Your output should be every line below, copied exactly.

*** Exercise materials Section Begins ***

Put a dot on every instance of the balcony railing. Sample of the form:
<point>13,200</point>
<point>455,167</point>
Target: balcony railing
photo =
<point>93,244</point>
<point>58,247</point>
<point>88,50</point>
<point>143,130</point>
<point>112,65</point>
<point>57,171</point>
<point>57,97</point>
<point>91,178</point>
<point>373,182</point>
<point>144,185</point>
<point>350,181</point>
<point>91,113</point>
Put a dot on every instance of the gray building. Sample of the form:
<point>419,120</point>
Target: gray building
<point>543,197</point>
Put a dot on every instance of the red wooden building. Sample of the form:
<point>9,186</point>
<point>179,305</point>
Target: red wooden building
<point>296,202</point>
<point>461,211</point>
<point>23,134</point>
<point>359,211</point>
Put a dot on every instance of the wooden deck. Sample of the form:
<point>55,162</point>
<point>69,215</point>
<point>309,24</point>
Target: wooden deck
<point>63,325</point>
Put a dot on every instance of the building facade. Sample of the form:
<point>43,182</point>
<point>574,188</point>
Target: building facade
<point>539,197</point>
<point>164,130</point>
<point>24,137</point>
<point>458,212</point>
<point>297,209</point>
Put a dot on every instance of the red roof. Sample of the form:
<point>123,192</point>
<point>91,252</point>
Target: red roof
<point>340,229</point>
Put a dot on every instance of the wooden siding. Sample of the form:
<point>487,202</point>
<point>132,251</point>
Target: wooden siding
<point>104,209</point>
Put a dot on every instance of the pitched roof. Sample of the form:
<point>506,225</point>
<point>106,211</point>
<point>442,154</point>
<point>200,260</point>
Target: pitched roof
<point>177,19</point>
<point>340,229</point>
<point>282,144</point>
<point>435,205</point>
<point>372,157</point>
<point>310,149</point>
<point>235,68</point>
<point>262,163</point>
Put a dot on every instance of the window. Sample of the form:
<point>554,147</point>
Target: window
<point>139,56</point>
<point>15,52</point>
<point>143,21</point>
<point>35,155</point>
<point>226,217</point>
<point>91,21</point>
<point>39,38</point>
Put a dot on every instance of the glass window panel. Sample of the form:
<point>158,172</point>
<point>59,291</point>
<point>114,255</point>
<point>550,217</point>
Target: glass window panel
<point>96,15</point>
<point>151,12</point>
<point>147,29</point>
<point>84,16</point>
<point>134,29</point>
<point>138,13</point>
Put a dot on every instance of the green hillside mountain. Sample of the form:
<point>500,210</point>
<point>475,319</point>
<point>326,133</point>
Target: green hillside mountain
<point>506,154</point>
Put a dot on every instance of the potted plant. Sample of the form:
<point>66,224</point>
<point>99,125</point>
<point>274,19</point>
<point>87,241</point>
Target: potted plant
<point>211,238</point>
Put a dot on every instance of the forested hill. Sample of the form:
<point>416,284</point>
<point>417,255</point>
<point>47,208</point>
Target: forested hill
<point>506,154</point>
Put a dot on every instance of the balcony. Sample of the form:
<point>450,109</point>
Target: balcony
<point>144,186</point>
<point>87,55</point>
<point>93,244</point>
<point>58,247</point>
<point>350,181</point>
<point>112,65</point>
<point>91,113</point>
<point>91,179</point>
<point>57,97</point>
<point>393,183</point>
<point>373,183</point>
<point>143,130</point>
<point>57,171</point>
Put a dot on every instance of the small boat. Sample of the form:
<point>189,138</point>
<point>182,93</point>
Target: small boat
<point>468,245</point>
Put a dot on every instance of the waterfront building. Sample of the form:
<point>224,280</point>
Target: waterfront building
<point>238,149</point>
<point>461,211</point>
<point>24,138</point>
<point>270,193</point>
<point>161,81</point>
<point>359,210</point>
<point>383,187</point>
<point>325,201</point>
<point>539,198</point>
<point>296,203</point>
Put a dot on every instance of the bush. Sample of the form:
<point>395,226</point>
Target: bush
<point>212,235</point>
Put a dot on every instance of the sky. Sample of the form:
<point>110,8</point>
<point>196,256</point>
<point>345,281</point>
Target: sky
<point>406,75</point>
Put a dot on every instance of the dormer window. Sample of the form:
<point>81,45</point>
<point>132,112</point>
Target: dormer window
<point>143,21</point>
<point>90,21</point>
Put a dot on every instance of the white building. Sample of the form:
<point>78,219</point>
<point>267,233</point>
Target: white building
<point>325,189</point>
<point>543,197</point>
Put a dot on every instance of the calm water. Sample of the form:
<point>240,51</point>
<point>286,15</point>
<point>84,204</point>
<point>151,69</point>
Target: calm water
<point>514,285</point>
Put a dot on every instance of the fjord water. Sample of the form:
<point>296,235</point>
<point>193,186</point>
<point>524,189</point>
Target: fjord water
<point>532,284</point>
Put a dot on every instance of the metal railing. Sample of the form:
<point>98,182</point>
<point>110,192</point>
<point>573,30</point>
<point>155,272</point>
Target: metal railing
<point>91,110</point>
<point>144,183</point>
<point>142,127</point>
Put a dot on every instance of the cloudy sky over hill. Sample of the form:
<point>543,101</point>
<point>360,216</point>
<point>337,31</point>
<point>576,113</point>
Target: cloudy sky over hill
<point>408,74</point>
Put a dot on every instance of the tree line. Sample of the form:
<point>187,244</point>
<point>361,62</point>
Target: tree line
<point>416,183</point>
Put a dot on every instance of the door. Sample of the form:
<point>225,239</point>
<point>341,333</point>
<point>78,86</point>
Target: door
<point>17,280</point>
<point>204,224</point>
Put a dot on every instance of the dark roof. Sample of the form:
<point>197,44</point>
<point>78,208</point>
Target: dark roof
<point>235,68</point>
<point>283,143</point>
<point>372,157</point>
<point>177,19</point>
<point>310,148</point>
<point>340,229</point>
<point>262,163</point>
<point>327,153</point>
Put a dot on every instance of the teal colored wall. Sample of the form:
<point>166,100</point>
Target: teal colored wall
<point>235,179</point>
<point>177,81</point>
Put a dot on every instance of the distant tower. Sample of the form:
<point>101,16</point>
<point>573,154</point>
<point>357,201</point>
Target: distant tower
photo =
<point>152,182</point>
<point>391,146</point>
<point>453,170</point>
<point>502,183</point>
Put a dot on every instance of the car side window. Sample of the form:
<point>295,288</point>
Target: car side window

*** Exercise materials Section Ends ***

- [Written answer]
Put a dot on every instance of the balcony railing. Sample of the form:
<point>13,200</point>
<point>455,167</point>
Target: balcony railing
photo =
<point>93,244</point>
<point>58,247</point>
<point>88,50</point>
<point>143,130</point>
<point>112,65</point>
<point>57,171</point>
<point>57,97</point>
<point>91,178</point>
<point>373,182</point>
<point>144,185</point>
<point>350,181</point>
<point>91,113</point>
Put a dot on every instance of the gray building. Sample of the form:
<point>419,120</point>
Target: gray building
<point>543,197</point>
Put a dot on every instance of the red wooden building. Sample of the form:
<point>9,186</point>
<point>179,305</point>
Target: red wooden building
<point>296,202</point>
<point>461,211</point>
<point>23,134</point>
<point>359,211</point>
Put a dot on every instance of the wooden deck. Sample of the form:
<point>55,162</point>
<point>69,215</point>
<point>309,24</point>
Target: wooden deck
<point>63,325</point>
Put a dot on every instance of the building facade. Sample of the form:
<point>43,182</point>
<point>574,188</point>
Target: building facade
<point>539,197</point>
<point>164,130</point>
<point>24,137</point>
<point>458,212</point>
<point>297,209</point>
Put a dot on every instance of the red roof. Sample of the form:
<point>123,192</point>
<point>91,252</point>
Target: red roof
<point>340,229</point>
Put a dot on every instance of the wooden siding. Sample of the form:
<point>487,202</point>
<point>132,251</point>
Target: wooden siding
<point>104,209</point>
Put a dot on every instance of the pitched roof. Sample of the form:
<point>506,225</point>
<point>106,211</point>
<point>442,154</point>
<point>200,260</point>
Target: pitched roof
<point>177,19</point>
<point>340,229</point>
<point>282,144</point>
<point>435,205</point>
<point>372,157</point>
<point>310,149</point>
<point>235,68</point>
<point>262,163</point>
Put a dot on every instance of the window. Sample of the form:
<point>554,147</point>
Target: window
<point>139,56</point>
<point>15,52</point>
<point>143,21</point>
<point>35,155</point>
<point>226,217</point>
<point>91,21</point>
<point>39,38</point>
Put a dot on every instance of the glass window panel. Sample of the form:
<point>158,172</point>
<point>59,291</point>
<point>114,255</point>
<point>550,217</point>
Target: glass window panel
<point>96,15</point>
<point>151,12</point>
<point>147,29</point>
<point>84,16</point>
<point>134,29</point>
<point>138,13</point>
Put a dot on every instance of the green hillside mountain. Sample of the form:
<point>500,210</point>
<point>475,319</point>
<point>326,133</point>
Target: green hillside mountain
<point>506,154</point>
Put a dot on every instance of the potted plant. Sample of the form:
<point>66,224</point>
<point>99,125</point>
<point>274,19</point>
<point>87,241</point>
Target: potted plant
<point>211,238</point>
Put a dot on every instance of the forested hill. Sample of the form:
<point>416,284</point>
<point>417,255</point>
<point>47,208</point>
Target: forested hill
<point>506,154</point>
Put a dot on every instance of the balcony. Sample of the form:
<point>450,109</point>
Target: balcony
<point>144,186</point>
<point>87,55</point>
<point>93,244</point>
<point>58,247</point>
<point>350,181</point>
<point>112,65</point>
<point>91,113</point>
<point>91,179</point>
<point>57,97</point>
<point>393,183</point>
<point>373,183</point>
<point>143,130</point>
<point>57,171</point>
Put a dot on every instance of the small boat. Sample of the form:
<point>189,138</point>
<point>182,93</point>
Target: small boat
<point>468,245</point>
Put a dot on every instance of the waterfront building. Sample of the form:
<point>224,280</point>
Target: waterfront building
<point>238,149</point>
<point>461,211</point>
<point>24,138</point>
<point>270,193</point>
<point>161,81</point>
<point>359,210</point>
<point>383,187</point>
<point>325,201</point>
<point>539,198</point>
<point>296,203</point>
Put a dot on every instance of the bush. Sample of the form:
<point>395,226</point>
Target: bush
<point>212,235</point>
Put a dot on every instance of the sky. Sample of the form:
<point>110,8</point>
<point>196,256</point>
<point>345,281</point>
Target: sky
<point>406,75</point>
Put a dot on every instance of the dormer window. Sample of the form:
<point>81,45</point>
<point>132,112</point>
Target: dormer window
<point>143,21</point>
<point>90,21</point>
Put a dot on every instance of the white building. Sample of the form:
<point>78,219</point>
<point>267,233</point>
Target: white building
<point>325,189</point>
<point>543,197</point>
Put a dot on every instance of the calm water. Sample of the form:
<point>240,51</point>
<point>286,15</point>
<point>84,204</point>
<point>151,69</point>
Target: calm water
<point>514,285</point>
Put a dot on every instance of the fjord water. Sample of the form:
<point>296,235</point>
<point>193,186</point>
<point>524,189</point>
Target: fjord water
<point>532,284</point>
Put a dot on every instance of the metal railing. Sample of the form:
<point>98,182</point>
<point>110,192</point>
<point>573,30</point>
<point>155,272</point>
Target: metal railing
<point>91,110</point>
<point>144,183</point>
<point>142,127</point>
Put a dot on every instance of the cloudy sky over hill. Sample of the form:
<point>543,101</point>
<point>360,216</point>
<point>337,31</point>
<point>576,113</point>
Target: cloudy sky over hill
<point>408,74</point>
Put a dot on every instance of the tree line. Sample of the form:
<point>187,244</point>
<point>361,62</point>
Target: tree line
<point>416,183</point>
Put a dot on every instance of the door. Sample of the form:
<point>225,239</point>
<point>341,333</point>
<point>78,86</point>
Target: door
<point>17,280</point>
<point>204,224</point>
Put a dot on every instance of the dark roof. Sample of the form:
<point>197,44</point>
<point>78,208</point>
Target: dark roof
<point>235,68</point>
<point>283,143</point>
<point>372,157</point>
<point>177,19</point>
<point>310,148</point>
<point>340,229</point>
<point>262,163</point>
<point>327,153</point>
Put a dot on every instance of the teal colored wall. Sample of the form:
<point>166,100</point>
Target: teal colored wall
<point>235,179</point>
<point>177,81</point>
Put a dot on every instance of the distant tower. Sample of the form:
<point>101,16</point>
<point>573,154</point>
<point>357,201</point>
Target: distant tower
photo =
<point>152,182</point>
<point>391,146</point>
<point>453,170</point>
<point>502,183</point>
Put a dot on every instance of the car side window. Sample of the form:
<point>295,288</point>
Target: car side window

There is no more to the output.